> _DESCRIPTION OF THE TASK_
Rewrite the material below as a numbered list, one line per item, skipping any blank lines and leaving out the pictures.
------------------------------------------------
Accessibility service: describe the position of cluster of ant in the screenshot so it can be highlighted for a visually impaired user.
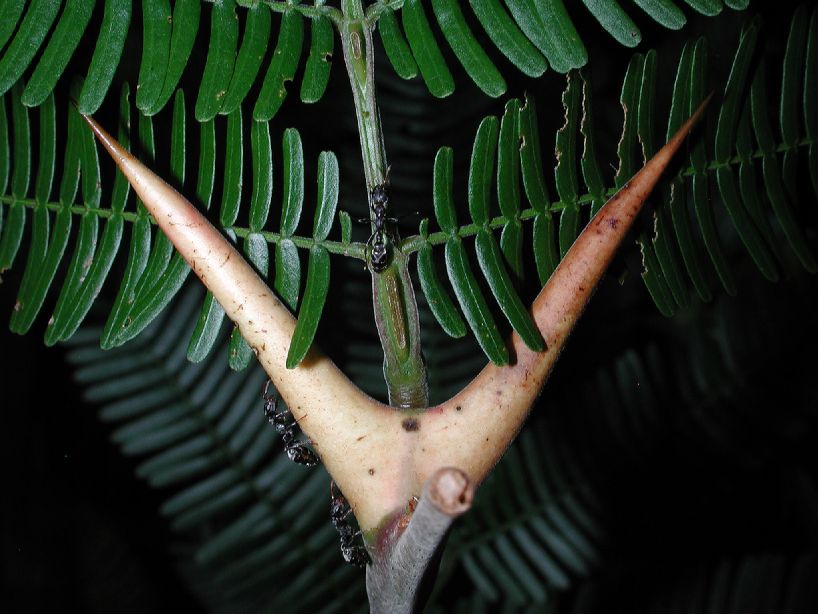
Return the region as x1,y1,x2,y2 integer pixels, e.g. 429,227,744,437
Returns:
263,380,371,567
358,170,398,273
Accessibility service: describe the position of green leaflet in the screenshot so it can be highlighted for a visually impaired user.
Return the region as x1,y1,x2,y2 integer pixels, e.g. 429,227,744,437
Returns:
------------------------------------------------
> _IN RESPONSE_
1. Accessibility service: describe the position of cluster of ant in the screenshot so it can be highlighted for a visually impaired user.
2. Return the region as x1,y1,x2,y2 integer pixels, e.g. 429,227,744,437
3. Returns:
4. 263,380,371,567
5. 358,170,398,273
6. Accessibility service: describe the position of green leaflet in the screenshot so it can be highlighted for a visually impaired user.
7. Return the region as x1,y1,x2,y2 integer pixels, e.g. 429,227,744,437
8. Returns:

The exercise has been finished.